(What you need to do):
Answer these questions about the book reviews below:
1. How many siblings does Devon travel to visit?
2. What is the title of McGill's memoir?
3. From which book of the Bible do the title and epigraph of Andrew Krivak's new novel come?

(Text under study):
Years later, as Devon travels around the world over the course of a decade to visit his seven siblings, he sees how the traumatic accident of his youth has affected—and connected—them all. They each may have moved on, but it’s only through forgiveness and coming to terms with the past that they’ll be able to live freely in the present.

Though Devon is at the center of the novel, McGill weaves in diary entries and first-person narratives from the other characters, giving readers a chance to examine the relationships, events, and heartbreaks from multiple perspectives. The novel is fewer than 300 pages long, and that, coupled with the shifting points of view, makes it a great, page-turning summer read.

McGill is the author of two other novels, including Bed Stuy: A Love Story, and a memoir, Dear Marcus: A Letter to the Man Who Shot Me. Read our 2012 profile of McGill and review of his memoir.

Award-Winning Novelist Andrew Krivak Evokes the Effects of War on Four Generations of a Pennsylvania Family

A composite image showing a portrait of Andrew Krivak and the cover of his novel Like the Appearance of Horses
Photo credit: Sharona Jacobs

The title and epigraph of Andrew Krivak’s century-spanning new novel come from the Book of Joel. Warning of ecological disaster, the biblical prophet compares a plague of locusts to war horses: “Their appearance is like the appearance of horses, and like war horses, they run.”

The proverbial war horses run through each generation of the family at the heart of this lyrical, moving book. Homecomings are both longed-for and fraught, as each generation is haunted by the moral complexities of war, and by their own struggles to survive battles intensely physical and psychological.

(Excerpted data):
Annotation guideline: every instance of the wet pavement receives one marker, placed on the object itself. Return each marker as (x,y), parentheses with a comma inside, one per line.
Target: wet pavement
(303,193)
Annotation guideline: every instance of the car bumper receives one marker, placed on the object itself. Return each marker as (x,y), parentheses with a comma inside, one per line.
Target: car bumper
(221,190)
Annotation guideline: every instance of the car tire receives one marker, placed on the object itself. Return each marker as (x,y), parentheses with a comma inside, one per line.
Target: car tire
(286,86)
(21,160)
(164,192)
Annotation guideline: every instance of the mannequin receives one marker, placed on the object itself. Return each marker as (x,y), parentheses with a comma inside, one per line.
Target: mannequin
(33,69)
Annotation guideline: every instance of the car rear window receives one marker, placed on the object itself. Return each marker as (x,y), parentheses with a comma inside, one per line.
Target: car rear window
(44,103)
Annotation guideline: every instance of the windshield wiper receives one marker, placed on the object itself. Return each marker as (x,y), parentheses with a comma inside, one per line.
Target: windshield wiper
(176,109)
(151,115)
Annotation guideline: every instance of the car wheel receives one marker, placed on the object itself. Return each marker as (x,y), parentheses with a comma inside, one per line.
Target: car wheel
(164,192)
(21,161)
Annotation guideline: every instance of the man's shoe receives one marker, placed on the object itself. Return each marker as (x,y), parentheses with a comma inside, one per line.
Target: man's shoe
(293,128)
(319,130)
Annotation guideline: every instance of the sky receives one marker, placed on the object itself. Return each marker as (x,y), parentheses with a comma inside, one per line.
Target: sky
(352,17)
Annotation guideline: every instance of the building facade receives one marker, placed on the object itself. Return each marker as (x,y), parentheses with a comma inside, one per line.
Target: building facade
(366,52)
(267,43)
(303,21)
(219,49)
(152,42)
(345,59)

(Exercise output):
1. Seven
2. Dear Marcus: A Letter to the Man Who Shot Me
3. The Book of Joel